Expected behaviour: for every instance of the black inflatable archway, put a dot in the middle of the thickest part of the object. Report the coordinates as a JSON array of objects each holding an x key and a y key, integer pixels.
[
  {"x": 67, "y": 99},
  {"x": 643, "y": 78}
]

> **Work required**
Please write out the entries exactly, keeping every line intact.

> **Result for this task**
Expected behaviour: for every instance of the black inflatable archway, put a dot in the middle of the thickest part of the object. Report the coordinates as a JSON array of objects each holding an x key and a y key, integer pixels.
[
  {"x": 67, "y": 99},
  {"x": 643, "y": 78}
]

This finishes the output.